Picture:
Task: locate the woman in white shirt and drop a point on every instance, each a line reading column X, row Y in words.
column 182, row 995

▬▬▬▬▬▬▬▬▬▬

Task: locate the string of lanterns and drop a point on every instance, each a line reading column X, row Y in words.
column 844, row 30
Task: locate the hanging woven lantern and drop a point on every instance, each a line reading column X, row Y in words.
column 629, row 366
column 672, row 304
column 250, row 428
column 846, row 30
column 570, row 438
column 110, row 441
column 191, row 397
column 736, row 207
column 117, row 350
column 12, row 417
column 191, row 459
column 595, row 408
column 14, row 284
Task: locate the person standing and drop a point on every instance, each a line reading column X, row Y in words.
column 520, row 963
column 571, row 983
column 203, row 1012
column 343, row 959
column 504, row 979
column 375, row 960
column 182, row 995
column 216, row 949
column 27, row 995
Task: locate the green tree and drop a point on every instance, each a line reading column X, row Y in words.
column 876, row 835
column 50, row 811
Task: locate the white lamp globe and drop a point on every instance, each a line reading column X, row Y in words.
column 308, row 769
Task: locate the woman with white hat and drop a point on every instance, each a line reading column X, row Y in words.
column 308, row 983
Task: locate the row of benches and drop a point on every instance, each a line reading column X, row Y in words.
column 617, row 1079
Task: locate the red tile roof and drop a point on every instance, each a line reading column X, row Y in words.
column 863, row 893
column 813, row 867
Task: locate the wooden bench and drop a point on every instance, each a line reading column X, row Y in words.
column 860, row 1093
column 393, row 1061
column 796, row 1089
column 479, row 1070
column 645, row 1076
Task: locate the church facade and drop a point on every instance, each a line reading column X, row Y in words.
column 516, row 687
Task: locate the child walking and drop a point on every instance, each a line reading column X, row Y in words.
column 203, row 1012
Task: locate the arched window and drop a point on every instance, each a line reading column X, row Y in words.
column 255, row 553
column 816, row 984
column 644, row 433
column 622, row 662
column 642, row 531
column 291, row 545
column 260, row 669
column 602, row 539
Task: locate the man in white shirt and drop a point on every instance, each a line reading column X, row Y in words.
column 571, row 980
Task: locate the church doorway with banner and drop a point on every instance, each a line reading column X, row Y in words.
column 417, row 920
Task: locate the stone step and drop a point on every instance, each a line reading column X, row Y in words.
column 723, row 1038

▬▬▬▬▬▬▬▬▬▬

## WHAT THE EXERCISE ASKS
Render the lines above, from the line with "Task: locate the woman with" up to and including the line with "column 723, row 1038", as a Markdown table with a "No." column numbering the rows and a "Line" column holding each line, leaving out blank lines.

## RESULT OF THIS EXERCISE
| No. | Line |
|---|---|
| 1 | Task: locate the woman with white hat and drop a point on every instance, each a line reading column X, row Y in words. |
| 2 | column 308, row 983 |
| 3 | Task: locate the row of benches and drop a point on every instance, each a line reading column X, row Y in words. |
| 4 | column 617, row 1079 |
| 5 | Task: locate the red tile roof and drop a point on every instance, each a line reading column X, row Y in words. |
| 6 | column 863, row 893 |
| 7 | column 813, row 867 |
| 8 | Task: locate the wooden bench and drop a point on every instance, each a line reading column X, row Y in words. |
| 9 | column 860, row 1093 |
| 10 | column 393, row 1061 |
| 11 | column 796, row 1089 |
| 12 | column 479, row 1070 |
| 13 | column 645, row 1076 |
| 14 | Task: locate the church facade and drop a point on every instance, each a line reading column X, row Y in words. |
| 15 | column 516, row 687 |
| 16 | Task: locate the child walking and drop a point on every instance, each a line reading column X, row Y in words. |
| 17 | column 203, row 1012 |
| 18 | Task: locate the arched window and drop a point on every instance, each a line reading column X, row Y in words. |
| 19 | column 255, row 553 |
| 20 | column 816, row 984 |
| 21 | column 644, row 433 |
| 22 | column 622, row 662 |
| 23 | column 642, row 531 |
| 24 | column 291, row 545 |
| 25 | column 260, row 669 |
| 26 | column 602, row 539 |
| 27 | Task: locate the man in white shirt and drop a point on every instance, each a line reading column X, row Y in words. |
| 28 | column 571, row 980 |
| 29 | Task: locate the church doorway with banner and drop a point on every instance, each a line reading column X, row Y in words. |
| 30 | column 417, row 920 |
| 31 | Task: locate the stone step and drop a point on every instance, each a line reading column X, row Y in words. |
| 32 | column 723, row 1038 |